Activity 1
In the article on queuing theory and Kanban below, condense the paragraph beginning "Pulling work without an awareness" into a bulleted list that keeps its main facts.
Activity 2
Translate this sentence from the article on queuing theory and Kanban into Spanish: "Work-in-progress limits are a highly effective mechanism of flow control, and understanding both static and dynamic limits through queuing theory can change a Kanban board from a reactive task list into a predictive, yet flexible system."
Activity 3
Carry on writing the article on queuing theory and Kanban, picking up after its final sentence.

Document passage

Queuing Theory & Kanban

People waiting in a queue

Kanban centers on process visualization and limiting the number of items worked on at one time, but at its foundation is an alignment with mathematical principles of work accumulation, flow, and stalling, with queuing theory taking center stage.

Pulling work without an awareness of arrival patterns, task types, or work stage capacity rids the Kanban board of its guiding properties. Using the board for making statistically-informed decisions about what work to pull and when reflects the true behavior of the system, letting you control and improve it.

What’s queuing theory?

Queuing theory is an analysis of waiting lines, aimed at predicting the waiting times - the length of the queue. It was developed in the early 1900s for telecommunications, and later embraced in traffic and industrial engineering, computing, software development, project management, and customer service.
Queuing theory offers valuable insights for any structure that manages concurrent, competing tasks, e.g., a customer support ticketing system.

The most common types of queues servicing orders are priority values, FIFO - first in, first out, LIFO - last in, first out, processor sharing - servicing all requests at once, along with SJF and LJF - shortest, or longest job first. Kanban-based workflows most commonly rely on priorities or FIFO:

Servicing queue FIFO order on a Kanban Tool board

Queuing theory, Little’s law, and Kanban

Queuing theory analyzes how units move through a system, focusing on the time each unit spends waiting for an open service/processing opportunity. In Kanban, the units are task cards, and the service opportunities are the available capacity slots in each workflow column.
The dynamics of queuing theory are easy to recognize on the board: a column piling work shows that service rates don’t keep up with task arrival rates, whereas a consistently empty column signals unused capacity, or upstream deficit. Such patterns inevitably present because the math behind queues stays unchanged regardless of industry, team, or workflow size.

In a Kanban system, processing work-in-progress close to full capacity drastically increases waiting times, as even small fluctuations of intake can’t be absorbed, a phenomenon explained by queuing theory. Variability in arrival rates, service time/difficulty, skills, or dependencies shapes queues and cycle times, and ignoring it may lead teams to optimize the wrong areas of action.
Work-in-progress limits, a hallmark of Kanban, originate from queuing theory and Little’s law, which calculates the average number of tasks in a system (L) through multiplying the average arrival rate (λ {lambda}) by the average time an item spends in the system (W).

Calculating average number of tasks in a system

WIP limits and dynamic flow in Kanban

Work-in-progress limits are a highly effective mechanism of flow control, and understanding both static and dynamic limits through queuing theory can change a Kanban board from a reactive task list into a predictive, yet flexible system.

Given entries
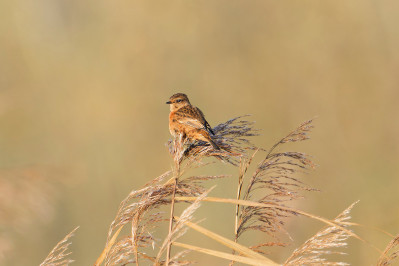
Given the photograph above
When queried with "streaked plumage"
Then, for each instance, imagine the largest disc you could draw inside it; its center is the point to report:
(188, 120)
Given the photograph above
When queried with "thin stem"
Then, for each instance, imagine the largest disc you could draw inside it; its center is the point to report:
(172, 209)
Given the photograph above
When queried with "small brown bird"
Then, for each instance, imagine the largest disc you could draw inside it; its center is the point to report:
(188, 120)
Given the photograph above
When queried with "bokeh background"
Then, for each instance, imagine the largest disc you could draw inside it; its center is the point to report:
(83, 119)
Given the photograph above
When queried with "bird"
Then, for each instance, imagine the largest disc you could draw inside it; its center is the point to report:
(188, 120)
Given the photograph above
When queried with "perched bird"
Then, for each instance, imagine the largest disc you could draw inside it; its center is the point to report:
(188, 120)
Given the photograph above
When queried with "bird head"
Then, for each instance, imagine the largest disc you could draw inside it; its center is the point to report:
(177, 101)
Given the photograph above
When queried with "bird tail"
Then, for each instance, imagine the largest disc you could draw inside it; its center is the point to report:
(214, 145)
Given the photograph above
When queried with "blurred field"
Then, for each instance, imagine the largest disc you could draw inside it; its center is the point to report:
(83, 86)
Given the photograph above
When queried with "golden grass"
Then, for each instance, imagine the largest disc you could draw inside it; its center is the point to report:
(276, 177)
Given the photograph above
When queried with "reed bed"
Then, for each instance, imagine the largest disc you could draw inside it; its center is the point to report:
(262, 204)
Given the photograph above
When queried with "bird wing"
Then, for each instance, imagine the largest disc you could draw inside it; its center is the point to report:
(189, 116)
(203, 121)
(193, 117)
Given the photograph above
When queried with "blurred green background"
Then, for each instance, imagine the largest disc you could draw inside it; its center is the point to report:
(83, 119)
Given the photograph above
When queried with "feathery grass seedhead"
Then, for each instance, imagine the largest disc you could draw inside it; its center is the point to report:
(391, 253)
(58, 256)
(275, 177)
(231, 137)
(311, 252)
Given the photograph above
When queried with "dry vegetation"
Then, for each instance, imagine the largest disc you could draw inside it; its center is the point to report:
(276, 177)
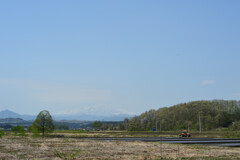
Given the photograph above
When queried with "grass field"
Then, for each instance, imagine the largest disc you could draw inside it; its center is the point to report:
(15, 147)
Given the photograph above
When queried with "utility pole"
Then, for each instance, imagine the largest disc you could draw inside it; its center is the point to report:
(200, 124)
(156, 125)
(160, 126)
(126, 125)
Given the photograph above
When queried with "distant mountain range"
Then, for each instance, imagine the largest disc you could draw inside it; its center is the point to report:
(10, 114)
(81, 116)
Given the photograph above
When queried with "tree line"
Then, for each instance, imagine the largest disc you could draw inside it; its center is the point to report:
(209, 114)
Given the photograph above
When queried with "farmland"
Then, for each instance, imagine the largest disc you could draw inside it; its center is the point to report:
(28, 147)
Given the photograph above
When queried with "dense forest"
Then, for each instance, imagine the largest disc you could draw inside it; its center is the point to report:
(211, 115)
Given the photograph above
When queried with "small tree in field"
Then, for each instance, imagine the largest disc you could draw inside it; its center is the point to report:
(44, 122)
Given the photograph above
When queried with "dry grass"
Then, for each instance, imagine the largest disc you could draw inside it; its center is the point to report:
(66, 148)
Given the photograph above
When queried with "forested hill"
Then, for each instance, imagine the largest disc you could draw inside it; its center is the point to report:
(213, 114)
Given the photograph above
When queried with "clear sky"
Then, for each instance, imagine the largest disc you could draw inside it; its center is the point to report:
(130, 56)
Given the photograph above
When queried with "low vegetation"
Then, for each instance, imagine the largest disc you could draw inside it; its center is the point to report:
(12, 147)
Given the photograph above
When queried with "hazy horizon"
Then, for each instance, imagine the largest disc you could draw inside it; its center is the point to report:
(118, 56)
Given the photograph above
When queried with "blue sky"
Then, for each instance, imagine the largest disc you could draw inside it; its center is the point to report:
(128, 56)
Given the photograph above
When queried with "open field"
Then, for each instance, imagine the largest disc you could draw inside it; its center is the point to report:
(13, 147)
(195, 134)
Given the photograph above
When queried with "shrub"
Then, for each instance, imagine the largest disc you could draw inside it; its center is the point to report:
(18, 130)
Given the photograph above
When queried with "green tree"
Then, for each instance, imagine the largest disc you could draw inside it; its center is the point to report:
(44, 122)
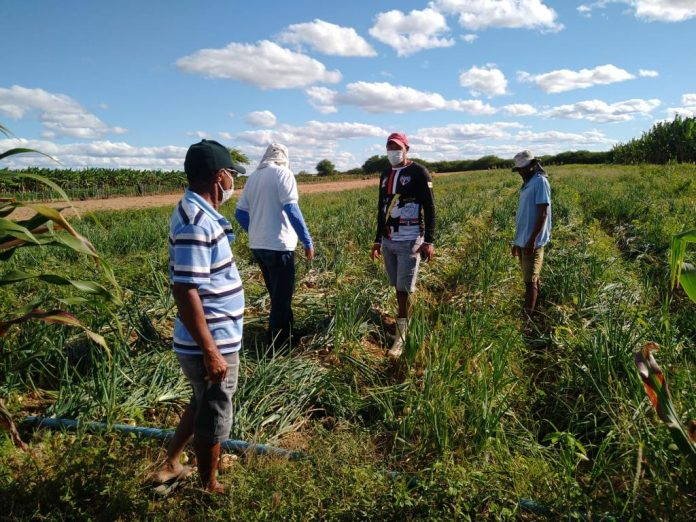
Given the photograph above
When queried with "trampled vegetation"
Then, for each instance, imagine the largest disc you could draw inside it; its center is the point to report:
(481, 421)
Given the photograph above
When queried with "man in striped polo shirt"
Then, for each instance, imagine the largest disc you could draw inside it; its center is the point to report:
(405, 227)
(208, 293)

Answer box 1
- Pulling work without awareness of arrival patterns, task types, or work stage capacity takes away the Kanban board's guiding properties.
- Using the board to make statistically informed decisions about what work to pull, and when, reflects the system's true behavior.
- This lets you control and improve the system.

Answer box 2
Los límites de trabajo en curso son un mecanismo muy eficaz de control del flujo, y comprender tanto los límites estáticos como los dinámicos a través de la teoría de colas puede convertir un tablero Kanban de una lista de tareas reactiva en un sistema predictivo, pero flexible.

Answer box 3
1. Static WIP limits

The columns of a Kanban board represent consecutive service steps. Tasks arrive at a rate symbolized by λ - the arrival rate, and are processed at a service rate marked by μ (mu). When the arrival rate exceeds the service rate, a queue forms. Uncontrolled queues cause unpredictable delays, especially when arrival rates spike; meanwhile, a correctly chosen WIP limit binds the system, preventing work accumulation and sustaining set cycle times.

Propped by Little’s law, a WIP limit can be calculated as:

WIP limit calculation

Example If a work stage completes two tasks a day (throughput), and items remain in it for a total of four days (cycle time), then to prevent overload and sustain an unimpeded flow, the stage limit should be eight items. Calculating static WIP limit - example

2. Dynamic WIP limits

Static, volume-based limits do not adapt to fluctuations in arrival patterns, service variability, or changes in task complexity. To align permitted work with real-time system capacity, a team can enforce dynamic WIP limits, derived from queuing theory.
A process step’s average waiting time and queue length depend on:

λ: Arrival rate
μ: Service rate
CVa: Coefficient of arrivals variation
CVs: Coefficient of service times variation

Calculating variation coefficient To calculate the coefficients of variation, divide the standard deviation by the mean.
For instance, given service times [2, 3, 1, 2 h], with a mean of 2 h and a standard deviation of 0.82, the resulting CVs is 0.41. Calculating coefficient of service rates variability - example

The recommended adaptive WIP limit calculation (a Kingman-formula-derived simplification) is:

Calculating dynamic WIP limit

The formula implies that as variability rises, the WIP limit should be increased to provide additional buffer capacity. Conversely, when variability is low, the limit can be reduced to maximize throughput and minimize waiting times.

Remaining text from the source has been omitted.